Work to be completed: Give the lines of the entries below as a JSON list of strings, one string per line, leaving out any blank lines.

Data to use:
>>>
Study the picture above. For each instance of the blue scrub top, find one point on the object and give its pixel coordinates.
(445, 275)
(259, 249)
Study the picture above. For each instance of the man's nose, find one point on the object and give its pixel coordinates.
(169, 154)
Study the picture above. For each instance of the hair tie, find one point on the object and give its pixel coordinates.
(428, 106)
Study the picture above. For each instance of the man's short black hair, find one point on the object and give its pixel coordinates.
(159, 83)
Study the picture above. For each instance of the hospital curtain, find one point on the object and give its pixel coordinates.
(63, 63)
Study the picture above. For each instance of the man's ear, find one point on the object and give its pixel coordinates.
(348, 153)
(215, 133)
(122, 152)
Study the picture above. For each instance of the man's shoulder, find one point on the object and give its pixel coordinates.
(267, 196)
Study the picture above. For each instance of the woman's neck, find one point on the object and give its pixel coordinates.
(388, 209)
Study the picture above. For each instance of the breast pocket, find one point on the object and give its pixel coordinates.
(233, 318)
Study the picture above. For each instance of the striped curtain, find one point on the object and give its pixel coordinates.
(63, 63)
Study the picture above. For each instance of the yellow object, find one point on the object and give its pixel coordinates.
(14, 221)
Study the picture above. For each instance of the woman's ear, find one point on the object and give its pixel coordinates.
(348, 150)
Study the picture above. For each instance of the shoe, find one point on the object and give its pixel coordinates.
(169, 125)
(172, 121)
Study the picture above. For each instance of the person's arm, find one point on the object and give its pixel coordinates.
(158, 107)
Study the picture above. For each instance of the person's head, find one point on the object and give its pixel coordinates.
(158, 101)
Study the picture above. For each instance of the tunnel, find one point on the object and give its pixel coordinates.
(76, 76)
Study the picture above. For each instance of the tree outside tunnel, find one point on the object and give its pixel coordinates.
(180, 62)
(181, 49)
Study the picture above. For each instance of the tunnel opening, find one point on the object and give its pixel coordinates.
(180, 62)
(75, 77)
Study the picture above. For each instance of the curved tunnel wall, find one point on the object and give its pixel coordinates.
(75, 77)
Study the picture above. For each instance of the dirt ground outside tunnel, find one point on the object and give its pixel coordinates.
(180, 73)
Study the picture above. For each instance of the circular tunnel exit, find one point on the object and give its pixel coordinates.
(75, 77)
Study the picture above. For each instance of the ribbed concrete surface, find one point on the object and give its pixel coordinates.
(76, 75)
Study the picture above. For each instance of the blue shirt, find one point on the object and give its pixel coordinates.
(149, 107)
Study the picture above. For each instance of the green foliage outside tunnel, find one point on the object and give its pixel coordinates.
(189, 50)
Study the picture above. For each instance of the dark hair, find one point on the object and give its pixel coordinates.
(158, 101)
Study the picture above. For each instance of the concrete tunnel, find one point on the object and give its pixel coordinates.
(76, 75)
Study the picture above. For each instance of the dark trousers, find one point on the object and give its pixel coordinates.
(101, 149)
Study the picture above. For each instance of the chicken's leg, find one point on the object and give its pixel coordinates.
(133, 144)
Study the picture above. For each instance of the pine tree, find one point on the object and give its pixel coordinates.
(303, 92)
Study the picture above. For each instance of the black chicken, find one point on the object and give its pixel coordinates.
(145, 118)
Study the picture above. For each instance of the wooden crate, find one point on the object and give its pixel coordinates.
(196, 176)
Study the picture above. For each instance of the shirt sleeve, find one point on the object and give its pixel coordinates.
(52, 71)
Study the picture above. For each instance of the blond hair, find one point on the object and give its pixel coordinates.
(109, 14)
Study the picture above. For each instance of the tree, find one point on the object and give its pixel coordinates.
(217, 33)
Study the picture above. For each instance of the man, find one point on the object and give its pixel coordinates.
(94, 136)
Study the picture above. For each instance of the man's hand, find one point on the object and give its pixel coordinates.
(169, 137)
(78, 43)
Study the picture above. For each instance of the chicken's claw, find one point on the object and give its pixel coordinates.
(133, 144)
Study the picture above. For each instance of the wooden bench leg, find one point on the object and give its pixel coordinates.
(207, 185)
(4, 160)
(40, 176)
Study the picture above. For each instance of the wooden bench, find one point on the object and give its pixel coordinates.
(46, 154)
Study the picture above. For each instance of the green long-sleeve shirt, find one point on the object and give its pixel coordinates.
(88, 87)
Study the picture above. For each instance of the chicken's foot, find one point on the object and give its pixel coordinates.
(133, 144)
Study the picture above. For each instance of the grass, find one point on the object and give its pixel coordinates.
<<<
Answer:
[
  "Study the picture above. For each instance of the blue scrub top, find one point on the object and give its pixel coordinates.",
  "(445, 275)",
  "(259, 249)",
  "Study the picture above. For each instance of the man's nose, find one point on the object and give its pixel coordinates.",
  "(169, 154)",
  "Study the picture above. For each instance of the hair tie, find one point on the object and give its pixel coordinates.",
  "(428, 106)",
  "Study the picture above. For each instance of the man's short black hair, find one point on the object and give its pixel coordinates.",
  "(159, 83)",
  "Study the picture above. For each instance of the hospital curtain, find one point on the object and give its pixel coordinates.",
  "(63, 63)",
  "Study the picture above. For each instance of the man's ear, find one point on the object and give its pixel coordinates.",
  "(348, 153)",
  "(215, 133)",
  "(122, 152)",
  "Study the picture above. For each instance of the man's shoulder, find one point on the object and give its pixel coordinates.",
  "(267, 196)",
  "Study the picture above. For each instance of the woman's neck, find one point on the object and give its pixel coordinates.",
  "(388, 209)",
  "Study the picture above. For each instance of the breast pocket, find one point on the object and give its pixel coordinates.",
  "(233, 318)",
  "Study the picture above. For each instance of the striped curtain, find one point on the object and give its pixel coordinates.",
  "(63, 63)",
  "Study the picture above. For each instance of the yellow object, find one point on the object and give its pixel coordinates.",
  "(14, 221)",
  "Study the picture above. For each instance of the woman's ear, find one point on the object and give its pixel coordinates.",
  "(348, 150)",
  "Study the picture above. For each instance of the shoe, find one point on the object and give its pixel coordinates.",
  "(169, 125)",
  "(172, 121)",
  "Study the picture above. For each instance of the person's arm, find one point on the object and give its pixel coordinates.",
  "(158, 107)",
  "Study the picture above. For each instance of the person's head, find one point on the object and give its pixel coordinates.",
  "(158, 101)",
  "Study the picture above. For each instance of the tunnel, find one point on the object and give its pixel coordinates.",
  "(76, 76)",
  "Study the picture above. For each instance of the tree outside tunnel, find one point on the object and give its pixel coordinates.",
  "(180, 62)",
  "(181, 49)",
  "Study the picture above. For each instance of the tunnel opening, find one point on the object and give its pixel coordinates.",
  "(180, 62)",
  "(75, 77)",
  "Study the picture above. For each instance of the curved tunnel wall, find one point on the object and give its pixel coordinates.",
  "(75, 77)",
  "Study the picture above. For each instance of the dirt ground outside tunnel, find one point on the object and give its pixel coordinates.",
  "(180, 73)",
  "Study the picture above. For each instance of the circular tunnel exit, find one point on the object and give its pixel coordinates.",
  "(75, 77)",
  "Study the picture above. For each instance of the ribbed concrete surface, find one point on the object and give its pixel coordinates.",
  "(76, 75)",
  "Study the picture above. For each instance of the blue shirt, find one point on the object and give its pixel coordinates.",
  "(149, 107)",
  "Study the picture above. For each instance of the green foliage outside tunnel, find one point on the object and give its pixel coordinates.",
  "(189, 50)",
  "Study the picture above. For each instance of the dark hair, find one point on the object and give its pixel coordinates.",
  "(158, 101)",
  "Study the picture above. For each instance of the concrete tunnel, find one point on the object and give its pixel coordinates.",
  "(76, 75)",
  "Study the picture above. For each instance of the dark trousers, find one point on the object and give its pixel coordinates.",
  "(101, 149)",
  "Study the picture above. For each instance of the chicken's leg, find one point on the object and give its pixel coordinates.",
  "(133, 144)",
  "Study the picture above. For each instance of the pine tree, find one point on the object and give its pixel coordinates.",
  "(303, 92)",
  "Study the picture above. For each instance of the black chicken, find one point on the object and give its pixel coordinates.",
  "(145, 118)",
  "Study the picture above. For each instance of the wooden crate, find one point on the object and give its pixel coordinates.",
  "(196, 176)",
  "Study the picture above. For each instance of the shirt sleeve, find one point on the object and give its pixel coordinates.",
  "(52, 71)",
  "Study the picture above. For each instance of the blond hair, find one point on the object and give its pixel coordinates.",
  "(109, 14)",
  "Study the picture above. For each instance of the tree, find one point on the object and give its pixel coordinates.",
  "(217, 33)",
  "Study the picture above. For each instance of the man, find one point on the object and give its pixel coordinates.",
  "(94, 136)",
  "Study the picture above. For each instance of the man's hand, find one point on the object and give its pixel coordinates.",
  "(169, 137)",
  "(78, 43)",
  "Study the picture above. For each instance of the chicken's claw, find one point on the object and give its pixel coordinates.",
  "(133, 144)",
  "Study the picture above. For each instance of the wooden bench leg, find one point on the object and give its pixel coordinates.",
  "(207, 185)",
  "(4, 160)",
  "(40, 176)",
  "Study the picture above. For each instance of the wooden bench, find one point on the object and give its pixel coordinates.",
  "(46, 154)",
  "Study the picture above. For each instance of the green long-sleeve shirt, find one point on the object and give its pixel coordinates.",
  "(88, 87)",
  "Study the picture above. For each instance of the chicken's foot, find one point on the object and give its pixel coordinates.",
  "(133, 144)",
  "Study the picture above. For each instance of the grass, find one point on the object and give its pixel coordinates."
]